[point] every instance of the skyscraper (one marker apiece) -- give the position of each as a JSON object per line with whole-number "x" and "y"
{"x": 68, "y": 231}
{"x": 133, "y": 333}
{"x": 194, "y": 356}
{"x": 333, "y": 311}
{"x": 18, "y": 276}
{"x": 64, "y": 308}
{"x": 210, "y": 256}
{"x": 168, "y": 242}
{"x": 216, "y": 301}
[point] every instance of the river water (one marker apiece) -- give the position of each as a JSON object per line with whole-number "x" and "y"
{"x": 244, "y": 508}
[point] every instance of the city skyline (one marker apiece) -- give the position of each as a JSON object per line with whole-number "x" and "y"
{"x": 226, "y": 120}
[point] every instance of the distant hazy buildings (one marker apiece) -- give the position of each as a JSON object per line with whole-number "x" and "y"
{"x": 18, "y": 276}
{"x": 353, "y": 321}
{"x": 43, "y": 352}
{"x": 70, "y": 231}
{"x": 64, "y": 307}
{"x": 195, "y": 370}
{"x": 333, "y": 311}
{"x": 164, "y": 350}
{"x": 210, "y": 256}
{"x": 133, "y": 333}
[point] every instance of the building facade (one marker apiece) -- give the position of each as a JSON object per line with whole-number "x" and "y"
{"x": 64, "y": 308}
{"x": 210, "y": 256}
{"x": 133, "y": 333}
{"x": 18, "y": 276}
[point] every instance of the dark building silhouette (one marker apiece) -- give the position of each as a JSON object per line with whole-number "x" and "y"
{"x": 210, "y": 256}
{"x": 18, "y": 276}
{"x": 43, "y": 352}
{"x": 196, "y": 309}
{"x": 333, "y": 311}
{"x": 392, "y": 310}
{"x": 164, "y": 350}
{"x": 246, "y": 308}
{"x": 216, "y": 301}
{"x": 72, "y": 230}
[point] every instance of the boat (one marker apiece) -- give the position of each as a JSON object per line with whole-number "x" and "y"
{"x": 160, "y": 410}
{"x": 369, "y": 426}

EXERCISE DETAILS: What is needed is an exact transcription of every entry above.

WRITTEN ANSWER:
[point] every instance of the skyscraper (one marker apiece) -- give the position of each as a JSON object per line with whole-number "x" and "y"
{"x": 68, "y": 231}
{"x": 133, "y": 333}
{"x": 194, "y": 356}
{"x": 333, "y": 311}
{"x": 18, "y": 276}
{"x": 64, "y": 308}
{"x": 210, "y": 256}
{"x": 168, "y": 242}
{"x": 216, "y": 301}
[point] every instance of the river water (one marker apiece) -- give the position of each as a JSON object per line with whole-number "x" and "y"
{"x": 244, "y": 508}
[point] every instance of the city skyline (one marker apiece) -- give the position of each as a JSON object per line with whole-number "x" and "y"
{"x": 226, "y": 120}
[point] every instance of the distant hazy buildings (one marker apiece) -- give the position of each as a JSON object per line with whole-number "x" and "y"
{"x": 18, "y": 276}
{"x": 353, "y": 321}
{"x": 43, "y": 352}
{"x": 70, "y": 231}
{"x": 64, "y": 307}
{"x": 195, "y": 370}
{"x": 333, "y": 311}
{"x": 164, "y": 350}
{"x": 210, "y": 256}
{"x": 133, "y": 333}
[point] every instance of the building facade (one marker apiece) -- give the position of each as a JSON object per line with whole-number "x" and "y"
{"x": 64, "y": 308}
{"x": 210, "y": 256}
{"x": 133, "y": 333}
{"x": 18, "y": 276}
[point] every instance of the dark building silhouette (one marker apiece) -- give the position of each as a JSON object per line with whole-number "x" and "y"
{"x": 210, "y": 256}
{"x": 18, "y": 276}
{"x": 43, "y": 352}
{"x": 196, "y": 309}
{"x": 333, "y": 311}
{"x": 392, "y": 310}
{"x": 164, "y": 350}
{"x": 246, "y": 308}
{"x": 216, "y": 301}
{"x": 72, "y": 230}
[point] every instance of the boat (one marker apiece) -- give the position of each as a JSON object per line with whole-number "x" and "y"
{"x": 160, "y": 410}
{"x": 369, "y": 426}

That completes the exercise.